Extract each line of the listing below that contains the string "tree", matching uppercase and lowercase exactly.

* * * * *

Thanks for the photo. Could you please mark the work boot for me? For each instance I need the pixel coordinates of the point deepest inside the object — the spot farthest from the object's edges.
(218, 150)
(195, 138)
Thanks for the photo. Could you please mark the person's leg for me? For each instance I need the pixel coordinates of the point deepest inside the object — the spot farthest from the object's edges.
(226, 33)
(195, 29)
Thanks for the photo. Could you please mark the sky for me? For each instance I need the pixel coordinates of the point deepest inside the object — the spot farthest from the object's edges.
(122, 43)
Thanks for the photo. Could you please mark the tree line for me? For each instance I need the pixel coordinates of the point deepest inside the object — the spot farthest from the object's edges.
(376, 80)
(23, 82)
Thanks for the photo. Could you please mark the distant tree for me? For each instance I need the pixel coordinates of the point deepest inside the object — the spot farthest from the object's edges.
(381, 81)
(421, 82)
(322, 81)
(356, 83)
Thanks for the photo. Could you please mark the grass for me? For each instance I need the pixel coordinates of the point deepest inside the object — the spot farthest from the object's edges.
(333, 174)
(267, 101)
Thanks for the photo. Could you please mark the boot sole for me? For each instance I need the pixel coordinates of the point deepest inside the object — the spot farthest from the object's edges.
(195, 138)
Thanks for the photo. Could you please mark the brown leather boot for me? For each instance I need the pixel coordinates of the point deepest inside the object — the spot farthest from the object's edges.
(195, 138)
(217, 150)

* * * * *

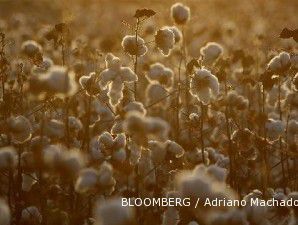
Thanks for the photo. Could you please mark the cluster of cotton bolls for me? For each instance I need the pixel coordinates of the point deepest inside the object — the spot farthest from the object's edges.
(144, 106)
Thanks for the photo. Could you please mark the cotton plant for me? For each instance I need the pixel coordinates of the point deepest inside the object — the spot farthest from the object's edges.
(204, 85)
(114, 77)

* * * * *

> Full answer:
Thanks for the photo. Could you please mark the tree line for me? For each instance I need the pixel coordinates of the point deepest inside the object — the spot farthest from the object's edges.
Thanks for the photo. Could you please mark the distant tree for me? For each instance I need the pixel coordinates of the point deepest inside the object — the spot farthest from the object's edges.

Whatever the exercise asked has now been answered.